» **Stated task**: Print the items word for word, starting at the line that contains "any dome is" and ending at the line that contains "[67, 32, 78, 41]", with both of those lines included.

┏━━

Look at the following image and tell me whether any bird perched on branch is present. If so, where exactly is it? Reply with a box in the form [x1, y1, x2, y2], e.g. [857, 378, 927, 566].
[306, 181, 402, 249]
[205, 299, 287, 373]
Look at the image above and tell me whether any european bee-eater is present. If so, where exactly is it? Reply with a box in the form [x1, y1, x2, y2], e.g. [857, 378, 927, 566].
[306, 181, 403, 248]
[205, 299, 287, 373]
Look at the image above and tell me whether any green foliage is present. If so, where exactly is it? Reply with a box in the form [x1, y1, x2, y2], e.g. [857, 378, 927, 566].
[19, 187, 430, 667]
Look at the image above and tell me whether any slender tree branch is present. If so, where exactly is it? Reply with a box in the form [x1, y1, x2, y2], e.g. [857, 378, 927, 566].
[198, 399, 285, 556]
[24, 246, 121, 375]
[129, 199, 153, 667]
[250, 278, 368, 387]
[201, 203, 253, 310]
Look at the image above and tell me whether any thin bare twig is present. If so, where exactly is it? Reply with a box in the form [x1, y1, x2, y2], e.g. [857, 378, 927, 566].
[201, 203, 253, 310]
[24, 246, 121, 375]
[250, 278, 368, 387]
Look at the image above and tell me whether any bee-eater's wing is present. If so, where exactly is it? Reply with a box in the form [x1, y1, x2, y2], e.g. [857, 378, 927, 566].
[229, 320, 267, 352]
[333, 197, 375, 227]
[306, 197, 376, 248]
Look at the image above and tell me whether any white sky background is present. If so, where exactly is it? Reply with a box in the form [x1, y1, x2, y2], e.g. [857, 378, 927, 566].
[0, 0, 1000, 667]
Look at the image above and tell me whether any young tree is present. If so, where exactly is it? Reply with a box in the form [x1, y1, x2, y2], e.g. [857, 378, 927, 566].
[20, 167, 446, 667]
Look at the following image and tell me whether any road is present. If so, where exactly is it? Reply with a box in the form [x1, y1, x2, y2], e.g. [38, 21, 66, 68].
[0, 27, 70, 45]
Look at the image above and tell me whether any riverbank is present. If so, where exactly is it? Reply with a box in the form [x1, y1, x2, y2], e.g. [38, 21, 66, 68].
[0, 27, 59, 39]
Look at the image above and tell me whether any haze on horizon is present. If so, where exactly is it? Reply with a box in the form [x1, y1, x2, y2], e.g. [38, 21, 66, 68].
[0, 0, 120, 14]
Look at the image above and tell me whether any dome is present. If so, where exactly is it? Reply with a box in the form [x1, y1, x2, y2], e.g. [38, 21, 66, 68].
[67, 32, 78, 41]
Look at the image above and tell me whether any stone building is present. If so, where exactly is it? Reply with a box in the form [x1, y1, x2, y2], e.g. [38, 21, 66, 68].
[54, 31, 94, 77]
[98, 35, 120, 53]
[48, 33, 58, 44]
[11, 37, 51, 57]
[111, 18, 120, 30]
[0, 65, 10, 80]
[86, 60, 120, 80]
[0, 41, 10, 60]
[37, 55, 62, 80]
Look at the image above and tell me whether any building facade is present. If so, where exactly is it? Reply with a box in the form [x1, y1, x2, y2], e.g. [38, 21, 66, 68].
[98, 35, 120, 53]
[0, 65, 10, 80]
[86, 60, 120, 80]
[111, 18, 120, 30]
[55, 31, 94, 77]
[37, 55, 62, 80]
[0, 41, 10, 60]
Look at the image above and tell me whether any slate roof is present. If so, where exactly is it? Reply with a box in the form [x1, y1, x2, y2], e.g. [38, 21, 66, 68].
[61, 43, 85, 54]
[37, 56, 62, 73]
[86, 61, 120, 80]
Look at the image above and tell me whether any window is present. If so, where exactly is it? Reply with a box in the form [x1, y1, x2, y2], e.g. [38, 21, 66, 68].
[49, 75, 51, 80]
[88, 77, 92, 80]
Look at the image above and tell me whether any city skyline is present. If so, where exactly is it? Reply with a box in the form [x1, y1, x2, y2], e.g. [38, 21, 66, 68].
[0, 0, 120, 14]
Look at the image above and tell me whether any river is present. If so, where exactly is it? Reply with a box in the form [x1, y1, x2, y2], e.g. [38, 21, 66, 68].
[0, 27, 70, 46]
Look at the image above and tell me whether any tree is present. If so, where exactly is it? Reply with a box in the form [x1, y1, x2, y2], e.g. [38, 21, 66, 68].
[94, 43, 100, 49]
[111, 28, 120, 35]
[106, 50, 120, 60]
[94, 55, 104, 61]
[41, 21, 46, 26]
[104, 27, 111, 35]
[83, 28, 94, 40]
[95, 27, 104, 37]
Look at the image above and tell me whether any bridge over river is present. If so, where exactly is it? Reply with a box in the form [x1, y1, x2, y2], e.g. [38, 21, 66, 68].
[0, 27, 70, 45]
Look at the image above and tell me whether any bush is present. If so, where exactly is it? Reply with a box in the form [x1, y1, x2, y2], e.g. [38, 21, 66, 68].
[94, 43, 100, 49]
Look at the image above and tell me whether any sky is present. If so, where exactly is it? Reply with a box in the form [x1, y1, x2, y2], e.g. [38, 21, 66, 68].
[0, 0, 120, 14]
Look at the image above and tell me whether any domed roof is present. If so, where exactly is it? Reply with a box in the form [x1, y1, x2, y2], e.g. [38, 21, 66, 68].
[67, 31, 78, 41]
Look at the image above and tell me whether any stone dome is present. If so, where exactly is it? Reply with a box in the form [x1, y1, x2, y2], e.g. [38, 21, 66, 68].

┗━━

» **Response to the task**:
Look at the image above and tell me whether any dome is present. If so, where exactly is it? Reply with a box in the form [x1, y1, x2, y2], e.g. [38, 21, 66, 68].
[67, 32, 78, 41]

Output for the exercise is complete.